**REQUEST:**
List every line in the records below that contains the word "flag", paying attention to case.

··· INPUT DATA ···

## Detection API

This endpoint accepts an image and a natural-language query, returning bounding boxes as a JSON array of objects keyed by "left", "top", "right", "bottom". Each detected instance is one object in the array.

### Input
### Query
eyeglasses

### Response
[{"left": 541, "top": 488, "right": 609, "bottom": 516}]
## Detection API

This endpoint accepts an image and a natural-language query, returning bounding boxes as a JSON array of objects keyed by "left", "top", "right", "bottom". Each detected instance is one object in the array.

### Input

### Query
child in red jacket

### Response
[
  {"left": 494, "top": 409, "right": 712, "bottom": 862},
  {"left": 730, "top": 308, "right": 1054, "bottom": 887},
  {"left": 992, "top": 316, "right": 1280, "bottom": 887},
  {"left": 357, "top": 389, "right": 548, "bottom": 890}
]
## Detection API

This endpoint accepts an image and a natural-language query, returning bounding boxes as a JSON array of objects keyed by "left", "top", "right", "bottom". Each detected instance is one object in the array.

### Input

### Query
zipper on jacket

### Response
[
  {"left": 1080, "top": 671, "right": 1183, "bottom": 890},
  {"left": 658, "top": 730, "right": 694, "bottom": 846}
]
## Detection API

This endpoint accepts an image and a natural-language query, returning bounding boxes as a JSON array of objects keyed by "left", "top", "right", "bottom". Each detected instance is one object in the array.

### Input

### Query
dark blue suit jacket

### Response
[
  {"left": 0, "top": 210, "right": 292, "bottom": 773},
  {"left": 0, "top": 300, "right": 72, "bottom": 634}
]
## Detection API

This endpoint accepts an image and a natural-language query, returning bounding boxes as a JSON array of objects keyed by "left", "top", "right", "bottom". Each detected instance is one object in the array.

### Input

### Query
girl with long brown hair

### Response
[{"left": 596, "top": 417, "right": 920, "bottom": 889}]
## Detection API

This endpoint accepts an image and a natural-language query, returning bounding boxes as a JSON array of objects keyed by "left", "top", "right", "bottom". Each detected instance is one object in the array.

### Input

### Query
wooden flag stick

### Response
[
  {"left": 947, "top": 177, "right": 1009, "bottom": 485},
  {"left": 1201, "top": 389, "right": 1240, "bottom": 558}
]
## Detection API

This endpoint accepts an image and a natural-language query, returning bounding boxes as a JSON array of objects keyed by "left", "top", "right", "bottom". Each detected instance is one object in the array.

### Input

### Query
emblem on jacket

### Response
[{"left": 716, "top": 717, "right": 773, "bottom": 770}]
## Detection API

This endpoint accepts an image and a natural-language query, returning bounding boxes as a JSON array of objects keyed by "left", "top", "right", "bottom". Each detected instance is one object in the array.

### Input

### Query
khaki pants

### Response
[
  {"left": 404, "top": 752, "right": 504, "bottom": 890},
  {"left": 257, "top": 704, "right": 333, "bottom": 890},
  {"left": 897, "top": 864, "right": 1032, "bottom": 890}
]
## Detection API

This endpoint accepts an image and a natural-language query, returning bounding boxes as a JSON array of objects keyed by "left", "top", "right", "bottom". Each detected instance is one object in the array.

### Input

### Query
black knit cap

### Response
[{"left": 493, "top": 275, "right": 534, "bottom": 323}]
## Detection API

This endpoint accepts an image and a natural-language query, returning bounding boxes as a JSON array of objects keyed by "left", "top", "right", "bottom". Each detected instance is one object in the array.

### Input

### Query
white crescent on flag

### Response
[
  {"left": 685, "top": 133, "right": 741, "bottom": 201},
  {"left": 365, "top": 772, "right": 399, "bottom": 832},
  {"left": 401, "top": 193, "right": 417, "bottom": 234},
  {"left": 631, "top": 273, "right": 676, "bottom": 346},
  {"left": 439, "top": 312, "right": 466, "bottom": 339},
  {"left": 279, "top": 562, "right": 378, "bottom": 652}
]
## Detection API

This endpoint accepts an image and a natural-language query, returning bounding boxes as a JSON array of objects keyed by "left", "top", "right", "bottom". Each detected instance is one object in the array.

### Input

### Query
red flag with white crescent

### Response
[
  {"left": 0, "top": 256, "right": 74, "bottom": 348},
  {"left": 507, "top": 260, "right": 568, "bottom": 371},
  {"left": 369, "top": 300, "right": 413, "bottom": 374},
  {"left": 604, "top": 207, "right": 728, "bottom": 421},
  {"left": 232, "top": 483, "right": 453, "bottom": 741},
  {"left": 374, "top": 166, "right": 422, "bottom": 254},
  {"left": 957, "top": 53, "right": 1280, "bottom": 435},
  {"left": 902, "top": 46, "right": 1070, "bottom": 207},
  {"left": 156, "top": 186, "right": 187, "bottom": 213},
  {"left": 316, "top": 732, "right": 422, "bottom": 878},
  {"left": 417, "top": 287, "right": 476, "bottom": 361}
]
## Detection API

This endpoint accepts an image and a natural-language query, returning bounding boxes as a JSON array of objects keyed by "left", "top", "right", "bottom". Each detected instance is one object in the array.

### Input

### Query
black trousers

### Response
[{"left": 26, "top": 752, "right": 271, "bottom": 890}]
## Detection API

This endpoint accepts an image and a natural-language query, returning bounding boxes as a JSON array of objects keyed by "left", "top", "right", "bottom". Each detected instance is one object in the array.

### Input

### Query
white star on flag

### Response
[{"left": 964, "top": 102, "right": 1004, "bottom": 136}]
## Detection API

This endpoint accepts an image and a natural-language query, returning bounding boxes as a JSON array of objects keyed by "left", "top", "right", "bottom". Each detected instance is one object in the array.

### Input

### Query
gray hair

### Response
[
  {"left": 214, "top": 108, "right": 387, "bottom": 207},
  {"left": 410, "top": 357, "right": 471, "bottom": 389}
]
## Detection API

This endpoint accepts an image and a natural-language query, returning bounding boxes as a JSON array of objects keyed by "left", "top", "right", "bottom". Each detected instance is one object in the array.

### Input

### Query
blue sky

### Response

···

**EXERCISE SOLUTION:**
wooden flag stick
white crescent on flag
red flag with white crescent
white star on flag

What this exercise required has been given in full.